To be done: Can you give all the records again without altering a single character?

Given records:

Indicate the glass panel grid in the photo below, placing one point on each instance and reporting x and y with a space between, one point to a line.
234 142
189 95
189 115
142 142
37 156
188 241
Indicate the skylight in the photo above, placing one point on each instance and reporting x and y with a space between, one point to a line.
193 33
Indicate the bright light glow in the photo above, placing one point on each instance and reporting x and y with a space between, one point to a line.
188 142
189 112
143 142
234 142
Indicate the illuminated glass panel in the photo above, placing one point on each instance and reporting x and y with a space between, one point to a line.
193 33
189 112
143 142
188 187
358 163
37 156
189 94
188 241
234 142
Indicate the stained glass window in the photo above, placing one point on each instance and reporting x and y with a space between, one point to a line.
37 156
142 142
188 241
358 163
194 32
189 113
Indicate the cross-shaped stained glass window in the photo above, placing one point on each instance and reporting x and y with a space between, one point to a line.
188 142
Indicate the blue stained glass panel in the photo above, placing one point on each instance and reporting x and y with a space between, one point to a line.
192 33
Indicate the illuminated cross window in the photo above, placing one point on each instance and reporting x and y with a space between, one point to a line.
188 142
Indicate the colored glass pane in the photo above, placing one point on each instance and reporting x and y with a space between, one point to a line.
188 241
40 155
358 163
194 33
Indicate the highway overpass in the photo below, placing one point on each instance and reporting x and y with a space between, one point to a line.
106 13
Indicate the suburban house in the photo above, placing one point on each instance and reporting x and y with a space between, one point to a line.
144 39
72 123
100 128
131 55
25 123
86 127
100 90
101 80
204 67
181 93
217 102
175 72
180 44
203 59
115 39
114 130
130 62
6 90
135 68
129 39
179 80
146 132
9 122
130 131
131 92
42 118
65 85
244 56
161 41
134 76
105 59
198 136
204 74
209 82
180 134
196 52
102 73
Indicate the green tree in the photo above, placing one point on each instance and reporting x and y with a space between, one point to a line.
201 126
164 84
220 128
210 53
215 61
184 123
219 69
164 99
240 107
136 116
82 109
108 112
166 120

Written response:
Indicate the glass panel grid in the photo below, placing one point on each instance and reporting x and y with a space between, one point to a line.
234 142
189 95
189 115
142 142
37 156
188 241
Indicate the skylight in the photo above, placing one point on each instance and reporting x and y with a space between, one point to a line.
193 33
Indicate the bright light glow in the photo above, placing one point on each instance and reporting x and y with a space between, one point to a line.
188 142
189 112
143 142
234 142
Indicate the illuminated glass panel in the photo above, placing one point on each instance and reporting x and y with a space between, one point to a line.
193 33
189 112
143 142
188 187
358 163
37 156
189 94
188 241
234 142
Indicate the stained glass window in the photo above, placing one point on each instance and reporting x and y with a space between, one point to a line.
37 156
142 142
188 241
358 163
194 32
189 113
Indicate the cross-shaped stained glass window in the photo above, placing one point on each instance and reporting x and y with a space between, one point to a line.
188 142
Indicate the blue stained glass panel in the photo above, placing one point on each instance and reporting x and y with a space between, one point to a line.
192 33
Indicate the illuminated cross window in the photo above, placing one point on each instance and reporting x and y with a space between, one point to a line.
188 142
Indicate the colored glass pane in the photo above, placing one point on each instance and reporting x and y with a space between, one point to a line.
188 241
40 155
358 163
194 33
Indicate the highway overpass in the photo below, placing one point on each instance and reporting x and y with a space between, one point to a line.
106 13
Indicate the suburban house in the photo above, placing one point on each instance and reporting x and y with a space between, one point to a line.
144 39
72 123
100 128
131 55
25 123
86 127
100 90
101 80
204 67
181 93
217 102
175 72
180 44
203 59
115 39
114 130
130 62
6 90
135 68
129 39
179 80
146 132
9 122
130 131
131 92
42 118
65 85
244 56
161 41
134 76
105 59
198 136
204 74
209 82
180 134
196 52
102 73
Indicate the green tree in the photo above, placing one point on each instance and reporting x and y with a space between, one point to a line.
201 126
164 84
220 128
210 53
215 61
184 123
219 69
164 99
240 107
136 116
82 109
108 112
166 120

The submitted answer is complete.